**Prompt**: Make an exact copy of the entries, and keep any pictures out of it.

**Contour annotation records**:
────────
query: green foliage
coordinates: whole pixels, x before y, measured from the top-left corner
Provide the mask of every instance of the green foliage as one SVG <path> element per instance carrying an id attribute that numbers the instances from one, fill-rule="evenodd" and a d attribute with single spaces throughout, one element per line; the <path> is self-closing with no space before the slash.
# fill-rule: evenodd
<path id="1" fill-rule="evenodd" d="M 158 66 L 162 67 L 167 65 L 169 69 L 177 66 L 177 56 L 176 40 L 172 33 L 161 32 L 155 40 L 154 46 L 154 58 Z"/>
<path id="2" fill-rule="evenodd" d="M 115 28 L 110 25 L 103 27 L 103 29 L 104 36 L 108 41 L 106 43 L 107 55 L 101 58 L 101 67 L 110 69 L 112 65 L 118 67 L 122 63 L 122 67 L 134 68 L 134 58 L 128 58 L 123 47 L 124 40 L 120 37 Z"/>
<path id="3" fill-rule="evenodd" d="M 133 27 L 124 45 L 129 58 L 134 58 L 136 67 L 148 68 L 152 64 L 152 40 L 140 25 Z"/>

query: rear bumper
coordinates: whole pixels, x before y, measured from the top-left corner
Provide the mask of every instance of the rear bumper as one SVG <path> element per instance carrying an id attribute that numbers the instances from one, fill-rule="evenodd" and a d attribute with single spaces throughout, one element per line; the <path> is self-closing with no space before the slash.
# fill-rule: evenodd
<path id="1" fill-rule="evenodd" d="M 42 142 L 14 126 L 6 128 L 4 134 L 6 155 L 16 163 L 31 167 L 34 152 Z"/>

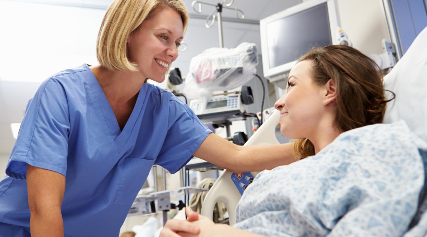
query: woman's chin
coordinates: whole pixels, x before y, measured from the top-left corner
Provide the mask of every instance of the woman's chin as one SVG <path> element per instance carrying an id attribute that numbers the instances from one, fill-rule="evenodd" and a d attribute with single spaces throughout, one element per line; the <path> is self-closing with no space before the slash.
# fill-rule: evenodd
<path id="1" fill-rule="evenodd" d="M 161 83 L 164 81 L 165 76 L 164 75 L 163 76 L 157 76 L 155 77 L 153 77 L 152 78 L 150 78 L 149 79 L 152 81 L 154 81 L 158 83 Z"/>
<path id="2" fill-rule="evenodd" d="M 282 135 L 290 139 L 298 139 L 303 138 L 301 135 L 298 135 L 298 134 L 295 134 L 295 132 L 292 132 L 292 131 L 289 131 L 284 128 L 281 128 L 280 132 Z"/>

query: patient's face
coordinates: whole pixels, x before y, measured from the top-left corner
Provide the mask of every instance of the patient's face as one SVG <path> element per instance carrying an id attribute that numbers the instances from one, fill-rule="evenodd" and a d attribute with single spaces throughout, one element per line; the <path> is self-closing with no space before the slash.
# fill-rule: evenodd
<path id="1" fill-rule="evenodd" d="M 312 79 L 312 63 L 301 61 L 292 68 L 286 92 L 275 104 L 281 111 L 281 132 L 290 138 L 310 137 L 323 112 L 321 88 Z"/>

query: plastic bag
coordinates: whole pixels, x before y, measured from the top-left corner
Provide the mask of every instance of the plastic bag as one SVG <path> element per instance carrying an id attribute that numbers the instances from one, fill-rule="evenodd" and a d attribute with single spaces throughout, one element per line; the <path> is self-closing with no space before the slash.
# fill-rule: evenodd
<path id="1" fill-rule="evenodd" d="M 254 44 L 242 43 L 234 49 L 208 49 L 192 59 L 184 93 L 190 98 L 202 98 L 214 91 L 235 88 L 254 77 L 257 64 Z"/>

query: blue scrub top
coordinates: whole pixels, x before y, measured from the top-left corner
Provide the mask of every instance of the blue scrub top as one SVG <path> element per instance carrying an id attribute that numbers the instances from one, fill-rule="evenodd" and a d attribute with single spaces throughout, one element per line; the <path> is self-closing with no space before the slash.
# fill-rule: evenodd
<path id="1" fill-rule="evenodd" d="M 114 236 L 153 164 L 179 170 L 211 131 L 170 92 L 145 83 L 123 130 L 88 65 L 44 82 L 0 182 L 0 236 L 29 236 L 26 165 L 65 176 L 65 236 Z"/>

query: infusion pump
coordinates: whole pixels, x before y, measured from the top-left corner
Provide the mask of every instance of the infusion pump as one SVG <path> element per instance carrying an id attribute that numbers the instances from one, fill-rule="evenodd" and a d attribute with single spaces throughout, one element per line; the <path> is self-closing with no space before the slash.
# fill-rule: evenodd
<path id="1" fill-rule="evenodd" d="M 205 108 L 202 100 L 193 99 L 190 102 L 190 107 L 197 116 L 228 112 L 243 112 L 245 108 L 240 96 L 240 94 L 214 96 L 208 100 Z"/>
<path id="2" fill-rule="evenodd" d="M 203 100 L 193 99 L 190 107 L 203 122 L 241 120 L 245 110 L 241 96 L 240 92 L 214 95 L 204 104 Z"/>

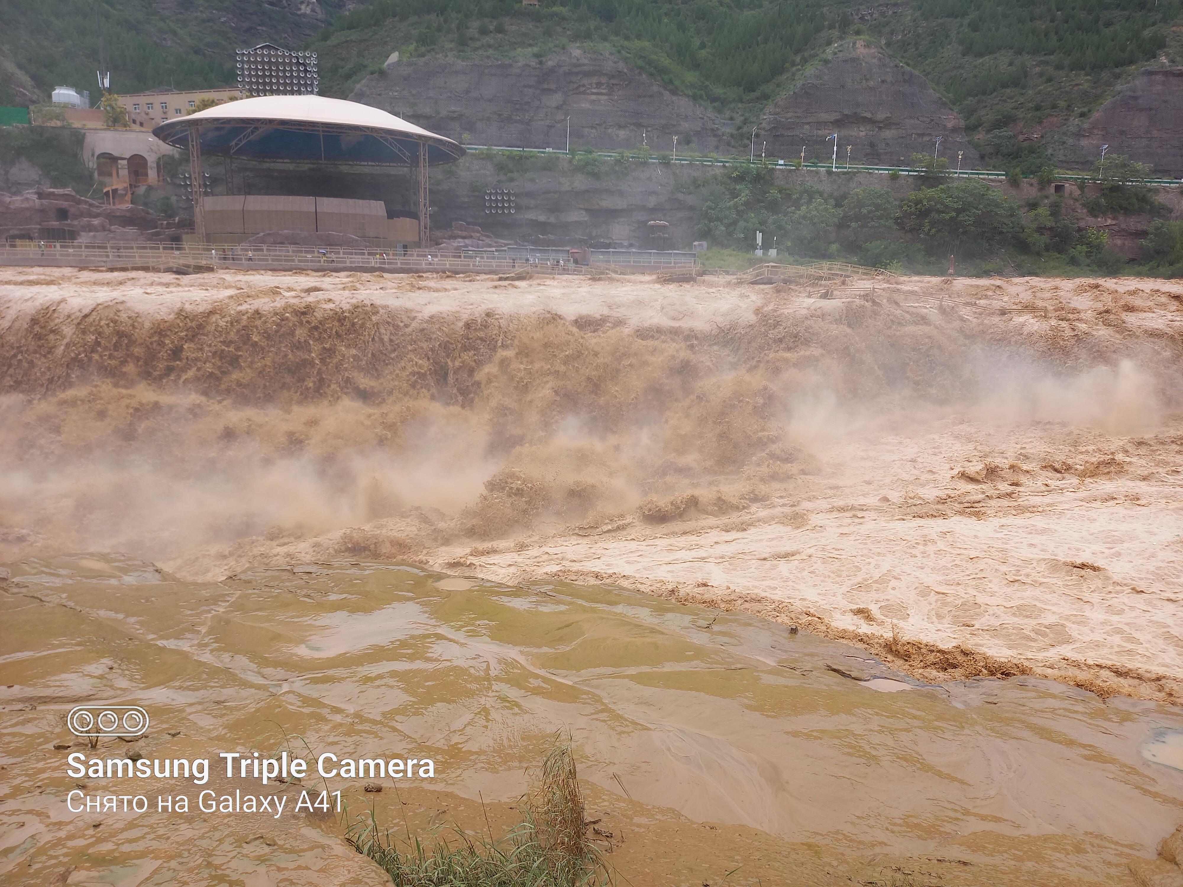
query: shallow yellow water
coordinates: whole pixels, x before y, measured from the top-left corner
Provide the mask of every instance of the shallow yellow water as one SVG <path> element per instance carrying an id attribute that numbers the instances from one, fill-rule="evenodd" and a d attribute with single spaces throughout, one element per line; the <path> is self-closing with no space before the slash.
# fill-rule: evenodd
<path id="1" fill-rule="evenodd" d="M 1133 883 L 1127 862 L 1153 855 L 1183 818 L 1177 708 L 1106 704 L 1036 679 L 924 686 L 855 648 L 750 616 L 390 564 L 305 564 L 219 583 L 102 555 L 9 569 L 0 584 L 0 878 L 9 882 L 66 873 L 58 882 L 254 885 L 285 873 L 292 883 L 380 883 L 340 841 L 335 812 L 297 815 L 298 786 L 227 778 L 218 753 L 431 758 L 433 779 L 379 779 L 382 795 L 362 794 L 368 778 L 304 779 L 342 791 L 354 812 L 377 798 L 394 821 L 397 788 L 420 826 L 479 816 L 479 801 L 512 817 L 524 770 L 560 732 L 574 740 L 594 804 L 628 821 L 632 839 L 613 859 L 634 882 L 700 876 L 661 863 L 664 848 L 680 861 L 699 854 L 694 865 L 716 872 L 738 853 L 751 865 L 729 883 L 756 883 L 757 856 L 790 852 L 815 860 L 808 882 L 817 883 L 875 854 L 943 860 L 924 863 L 948 869 L 938 883 L 981 882 L 956 880 L 969 872 L 991 873 L 991 883 Z M 141 705 L 149 734 L 91 752 L 65 727 L 82 703 Z M 211 758 L 213 776 L 198 786 L 66 773 L 79 750 L 105 759 L 129 749 L 148 760 Z M 151 807 L 71 812 L 75 789 L 140 794 Z M 157 809 L 162 794 L 201 790 L 278 790 L 290 812 Z"/>

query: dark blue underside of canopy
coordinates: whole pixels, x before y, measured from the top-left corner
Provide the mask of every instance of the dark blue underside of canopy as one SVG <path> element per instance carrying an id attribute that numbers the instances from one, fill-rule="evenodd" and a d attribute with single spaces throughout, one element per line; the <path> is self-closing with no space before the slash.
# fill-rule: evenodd
<path id="1" fill-rule="evenodd" d="M 208 124 L 201 127 L 202 154 L 230 154 L 235 141 L 245 136 L 254 125 L 258 132 L 251 135 L 233 150 L 233 156 L 245 160 L 283 160 L 327 163 L 387 163 L 407 166 L 419 162 L 419 141 L 388 134 L 380 140 L 369 132 L 358 131 L 305 131 L 279 129 L 266 124 L 235 123 L 233 125 Z M 312 127 L 310 127 L 312 130 Z M 167 141 L 177 147 L 188 147 L 188 131 L 167 134 Z M 406 151 L 400 154 L 387 142 L 393 142 Z M 454 149 L 453 149 L 454 150 Z M 463 153 L 463 149 L 460 149 Z M 451 163 L 457 154 L 441 145 L 427 142 L 427 162 Z"/>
────────
**Exercise result**:
query: green foliage
coordinates: whole pixels, x before y, measured from the top-left corner
Provide the mask of every instance of the green foliage as one SVG <path> element per instance carrying an id attribute that numbers the instances from one, fill-rule="evenodd" and a d attribute with single spaces throughout, one element per line; the <path> is self-closing with no space before the slash.
# fill-rule: evenodd
<path id="1" fill-rule="evenodd" d="M 158 66 L 162 67 L 167 65 L 169 69 L 177 66 L 177 56 L 176 40 L 172 33 L 161 32 L 155 40 L 154 46 L 154 58 Z"/>
<path id="2" fill-rule="evenodd" d="M 115 28 L 110 25 L 103 27 L 103 29 L 104 36 L 108 41 L 106 43 L 107 55 L 101 58 L 101 67 L 110 69 L 112 65 L 118 67 L 122 63 L 122 67 L 134 68 L 134 58 L 128 58 L 123 47 L 124 40 L 120 37 Z"/>
<path id="3" fill-rule="evenodd" d="M 133 27 L 124 45 L 129 58 L 134 58 L 136 67 L 148 68 L 152 64 L 152 40 L 140 25 Z"/>

query: rear bumper
coordinates: whole pixels, x before y, measured from the top-left corner
Provide the mask of every instance of the rear bumper as one SVG <path> element per instance carrying an id attribute that numbers the instances from one, fill-rule="evenodd" and a d attribute with single spaces throughout, one element per line; the <path> is self-closing with no space before the slash.
# fill-rule: evenodd
<path id="1" fill-rule="evenodd" d="M 42 142 L 14 126 L 6 128 L 4 134 L 6 155 L 16 163 L 31 167 L 34 152 Z"/>

query: woman's chin
coordinates: whole pixels, x before y, measured from the top-left corner
Provide the mask of every instance of the woman's chin as one SVG <path> element per instance carrying an id attribute that numbers the instances from one, fill-rule="evenodd" and a d attribute with single spaces throughout, one element per line; the <path> is self-closing with no space before the slash.
# fill-rule: evenodd
<path id="1" fill-rule="evenodd" d="M 161 83 L 164 81 L 165 76 L 164 75 L 163 76 L 157 76 L 155 77 L 153 77 L 152 78 L 150 78 L 149 79 L 152 81 L 154 81 L 158 83 Z"/>
<path id="2" fill-rule="evenodd" d="M 282 135 L 290 139 L 298 139 L 303 138 L 301 135 L 298 135 L 298 134 L 295 134 L 295 132 L 292 132 L 292 131 L 289 131 L 284 128 L 281 128 L 280 132 Z"/>

query: patient's face
coordinates: whole pixels, x before y, measured from the top-left corner
Provide the mask of every instance of the patient's face as one SVG <path> element per instance carrying an id attribute that numbers the instances from one, fill-rule="evenodd" and a d attribute with single spaces throughout, one element per line; the <path> is self-closing with no space before the slash.
# fill-rule: evenodd
<path id="1" fill-rule="evenodd" d="M 312 79 L 312 63 L 301 61 L 292 68 L 286 92 L 275 104 L 281 111 L 281 132 L 290 138 L 310 137 L 323 112 L 321 88 Z"/>

query: plastic bag
coordinates: whole pixels, x before y, measured from the top-left corner
Provide the mask of every instance of the plastic bag as one SVG <path> element per instance carrying an id attribute that numbers the instances from one, fill-rule="evenodd" and a d attribute with single spaces throughout, one element per line; the <path> is self-closing with no space before the slash.
# fill-rule: evenodd
<path id="1" fill-rule="evenodd" d="M 254 44 L 242 43 L 234 49 L 208 49 L 192 59 L 184 93 L 190 98 L 202 98 L 214 91 L 235 88 L 254 77 L 257 64 Z"/>

query: blue scrub top
coordinates: whole pixels, x before y, measured from the top-left corner
Provide the mask of every instance of the blue scrub top as one SVG <path> element per instance carrying an id attribute that numbers the instances from one, fill-rule="evenodd" and a d attribute with single spaces throughout, one element per line; the <path> is self-closing with no space before the slash.
# fill-rule: evenodd
<path id="1" fill-rule="evenodd" d="M 114 236 L 153 164 L 179 170 L 211 131 L 170 92 L 145 83 L 123 130 L 88 65 L 44 82 L 0 182 L 0 236 L 29 236 L 26 165 L 65 176 L 65 236 Z"/>

query: infusion pump
coordinates: whole pixels, x before y, measured from the top-left corner
Provide the mask of every instance of the infusion pump as one SVG <path> element per instance carrying an id attribute that numbers the instances from one, fill-rule="evenodd" and a d attribute with single spaces throughout, one element per line; the <path> is self-closing with no space before the slash.
# fill-rule: evenodd
<path id="1" fill-rule="evenodd" d="M 205 108 L 202 100 L 193 99 L 190 102 L 190 107 L 197 116 L 228 112 L 243 112 L 245 108 L 240 96 L 240 94 L 214 96 L 208 100 Z"/>
<path id="2" fill-rule="evenodd" d="M 203 100 L 193 99 L 190 107 L 203 122 L 241 120 L 245 110 L 241 96 L 240 92 L 214 95 L 204 104 Z"/>

query: shallow yellow water
coordinates: whole pixels, x before y, measured from the top-left corner
Provide the mask of every instance of the shallow yellow water as one SVG <path> element per instance carrying an id attribute that numbers the instances from one, fill-rule="evenodd" and a d attribute with single spaces throughout, one element per line; the <path> is self-closing with no space before the slash.
# fill-rule: evenodd
<path id="1" fill-rule="evenodd" d="M 1133 883 L 1127 862 L 1153 855 L 1183 818 L 1177 708 L 1106 704 L 1036 679 L 924 686 L 855 648 L 750 616 L 390 564 L 305 564 L 219 583 L 102 555 L 9 569 L 0 584 L 0 878 L 9 882 L 66 873 L 58 882 L 254 885 L 285 873 L 292 883 L 380 883 L 340 841 L 335 812 L 297 815 L 298 786 L 227 778 L 218 753 L 431 758 L 433 779 L 379 779 L 382 795 L 362 794 L 368 778 L 304 779 L 342 791 L 354 812 L 377 798 L 394 821 L 397 788 L 420 826 L 479 816 L 479 801 L 512 817 L 524 770 L 560 732 L 574 740 L 594 804 L 628 821 L 632 839 L 613 859 L 634 882 L 700 876 L 661 863 L 664 848 L 680 861 L 699 854 L 694 865 L 716 872 L 738 853 L 751 865 L 729 883 L 756 883 L 757 856 L 790 852 L 815 860 L 808 882 L 817 883 L 875 854 L 943 860 L 924 863 L 948 869 L 938 883 L 981 882 L 956 880 L 969 872 L 991 873 L 991 883 Z M 141 705 L 149 734 L 91 752 L 65 727 L 82 703 Z M 211 758 L 213 776 L 198 786 L 66 773 L 79 750 L 105 759 L 129 749 L 148 760 Z M 151 807 L 71 812 L 75 789 L 140 794 Z M 157 809 L 162 794 L 201 790 L 278 790 L 290 812 Z"/>

query: dark blue underside of canopy
coordinates: whole pixels, x before y, measured from the top-left corner
Provide the mask of every instance of the dark blue underside of canopy as one SVG <path> element per instance carrying an id attribute that numbers the instances from one, fill-rule="evenodd" and a d attribute with single spaces throughout, one element per line; the <path> is self-closing with no space before the slash.
# fill-rule: evenodd
<path id="1" fill-rule="evenodd" d="M 208 124 L 201 127 L 202 154 L 230 154 L 235 141 L 245 136 L 254 125 L 258 132 L 251 135 L 233 150 L 233 156 L 245 160 L 283 160 L 327 163 L 387 163 L 407 166 L 419 162 L 419 141 L 388 134 L 380 140 L 369 132 L 358 131 L 305 131 L 279 129 L 266 124 L 235 123 L 233 125 Z M 312 127 L 310 127 L 312 130 Z M 167 141 L 177 147 L 188 147 L 188 131 L 167 134 Z M 406 151 L 400 154 L 387 142 L 393 142 Z M 454 149 L 453 149 L 454 150 Z M 463 153 L 463 149 L 460 149 Z M 451 163 L 457 154 L 441 145 L 427 142 L 427 162 Z"/>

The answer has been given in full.